PROBLEM DESCRIPTION | Copy out the dataset rows below word for word, from the line with "Annotate the dead" up to and including the line with "column 451, row 299".

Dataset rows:

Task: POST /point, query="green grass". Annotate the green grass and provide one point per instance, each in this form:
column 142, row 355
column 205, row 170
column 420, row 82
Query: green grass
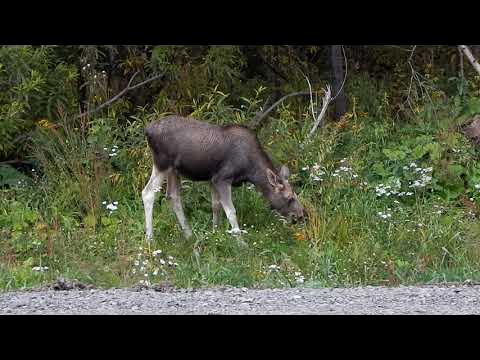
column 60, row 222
--
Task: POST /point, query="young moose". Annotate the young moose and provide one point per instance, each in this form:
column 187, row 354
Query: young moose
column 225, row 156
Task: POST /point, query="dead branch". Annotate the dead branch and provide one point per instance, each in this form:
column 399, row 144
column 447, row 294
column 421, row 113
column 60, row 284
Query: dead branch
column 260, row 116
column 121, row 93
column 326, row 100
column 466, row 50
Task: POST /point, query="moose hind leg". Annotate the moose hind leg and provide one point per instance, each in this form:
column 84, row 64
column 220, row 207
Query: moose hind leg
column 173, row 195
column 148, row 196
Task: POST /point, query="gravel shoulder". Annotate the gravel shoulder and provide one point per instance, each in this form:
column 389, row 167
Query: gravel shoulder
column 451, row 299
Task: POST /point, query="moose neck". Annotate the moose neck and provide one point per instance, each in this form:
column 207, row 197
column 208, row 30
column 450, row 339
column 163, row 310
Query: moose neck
---
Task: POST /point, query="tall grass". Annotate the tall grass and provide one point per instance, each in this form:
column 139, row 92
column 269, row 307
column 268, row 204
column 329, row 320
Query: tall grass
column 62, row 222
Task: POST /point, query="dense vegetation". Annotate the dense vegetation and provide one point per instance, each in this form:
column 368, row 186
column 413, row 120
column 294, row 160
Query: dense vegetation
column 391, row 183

FINISHED ANSWER |
Task: POST /point, query="dead branch". Annotate the dead branch and provide one point per instance, each in this form:
column 399, row 144
column 447, row 294
column 421, row 113
column 60, row 284
Query: dead branch
column 260, row 116
column 121, row 93
column 326, row 100
column 466, row 50
Task: POST /point, query="moose hind leg". Annotate the moose hind leg and provide one point per instance, each in this form:
column 84, row 64
column 220, row 207
Query: moose hind leg
column 173, row 195
column 148, row 196
Task: POST /point, query="gravel shoulder". Annotate the gravel shoulder and provide one point per instance, each in this form:
column 389, row 167
Query: gravel shoulder
column 451, row 299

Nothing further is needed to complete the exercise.